A la fin du 19e siècle, ce sont treize moulins qui se suivent le long de la Couze. Les villages de Couze et Saint-Front sont le berceau de l'industrie papetière française dès le début du 15e siècle. Aujourd'hui, trois papeteries demeurent et l'une d'elles est devenue un écono-musée que l'on peut visiter pour apprendre la magie de la fabrication du papier. En raison du débit régulier et constant de la Couze et de la qualité exceptionnelle de son eau au Ph neutre (de l'ordre de 7), on a vite compris que le site était idéal pour produire du papier. La visite du musée est l'occasion de comprendre cette histoire du papier et les conditions dans lesquelles les habitants du cru travaillaient.

§ **Extraits d'enregistrements**

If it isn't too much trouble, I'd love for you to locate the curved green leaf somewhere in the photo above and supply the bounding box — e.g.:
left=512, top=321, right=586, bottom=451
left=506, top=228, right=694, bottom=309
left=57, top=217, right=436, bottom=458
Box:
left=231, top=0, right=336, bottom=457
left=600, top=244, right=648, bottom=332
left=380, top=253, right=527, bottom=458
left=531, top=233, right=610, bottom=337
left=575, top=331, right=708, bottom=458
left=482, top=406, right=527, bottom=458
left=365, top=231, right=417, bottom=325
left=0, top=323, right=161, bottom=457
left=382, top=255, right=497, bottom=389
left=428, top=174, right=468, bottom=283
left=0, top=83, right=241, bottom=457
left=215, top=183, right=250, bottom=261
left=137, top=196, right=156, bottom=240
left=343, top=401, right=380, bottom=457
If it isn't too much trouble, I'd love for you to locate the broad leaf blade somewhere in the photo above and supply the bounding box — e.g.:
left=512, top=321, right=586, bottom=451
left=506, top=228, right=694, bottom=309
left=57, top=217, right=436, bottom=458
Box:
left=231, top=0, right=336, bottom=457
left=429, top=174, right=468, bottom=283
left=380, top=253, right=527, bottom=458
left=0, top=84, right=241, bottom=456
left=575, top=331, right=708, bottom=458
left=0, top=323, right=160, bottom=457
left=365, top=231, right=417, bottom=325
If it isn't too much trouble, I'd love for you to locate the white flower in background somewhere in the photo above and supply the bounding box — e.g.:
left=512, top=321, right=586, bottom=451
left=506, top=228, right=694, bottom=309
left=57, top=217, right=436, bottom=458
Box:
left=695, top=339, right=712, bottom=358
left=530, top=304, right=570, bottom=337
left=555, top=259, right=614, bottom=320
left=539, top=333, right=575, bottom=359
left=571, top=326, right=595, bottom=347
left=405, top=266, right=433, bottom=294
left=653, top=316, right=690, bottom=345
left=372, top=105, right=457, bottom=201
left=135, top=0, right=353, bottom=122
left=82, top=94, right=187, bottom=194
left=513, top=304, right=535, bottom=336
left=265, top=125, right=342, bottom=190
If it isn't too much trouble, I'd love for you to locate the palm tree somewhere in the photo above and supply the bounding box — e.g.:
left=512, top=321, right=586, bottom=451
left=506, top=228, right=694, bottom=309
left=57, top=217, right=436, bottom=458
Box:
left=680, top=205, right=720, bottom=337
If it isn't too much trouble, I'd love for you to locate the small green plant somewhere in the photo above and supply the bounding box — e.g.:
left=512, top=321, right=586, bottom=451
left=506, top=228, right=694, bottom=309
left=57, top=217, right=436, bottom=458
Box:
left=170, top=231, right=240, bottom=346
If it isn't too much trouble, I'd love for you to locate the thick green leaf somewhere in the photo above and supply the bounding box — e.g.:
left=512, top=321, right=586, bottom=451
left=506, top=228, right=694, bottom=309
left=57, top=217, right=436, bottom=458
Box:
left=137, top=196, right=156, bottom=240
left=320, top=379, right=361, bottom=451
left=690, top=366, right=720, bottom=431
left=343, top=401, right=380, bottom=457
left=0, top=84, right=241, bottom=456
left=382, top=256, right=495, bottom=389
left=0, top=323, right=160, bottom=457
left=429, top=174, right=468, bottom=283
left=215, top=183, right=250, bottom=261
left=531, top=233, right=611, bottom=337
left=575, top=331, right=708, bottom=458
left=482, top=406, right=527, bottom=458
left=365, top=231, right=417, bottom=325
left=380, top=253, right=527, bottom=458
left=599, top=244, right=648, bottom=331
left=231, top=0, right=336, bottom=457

§ **Consigne**
Modifiez l'extrait en partant des mots « A la fin du » et en vous arrêtant après « du cru travaillaient. ». Remplacez-y « papeteries » par « fabriques ». Les enregistrements sont sans lien avec l'extrait.

§ **Corrigé**
A la fin du 19e siècle, ce sont treize moulins qui se suivent le long de la Couze. Les villages de Couze et Saint-Front sont le berceau de l'industrie papetière française dès le début du 15e siècle. Aujourd'hui, trois fabriques demeurent et l'une d'elles est devenue un écono-musée que l'on peut visiter pour apprendre la magie de la fabrication du papier. En raison du débit régulier et constant de la Couze et de la qualité exceptionnelle de son eau au Ph neutre (de l'ordre de 7), on a vite compris que le site était idéal pour produire du papier. La visite du musée est l'occasion de comprendre cette histoire du papier et les conditions dans lesquelles les habitants du cru travaillaient.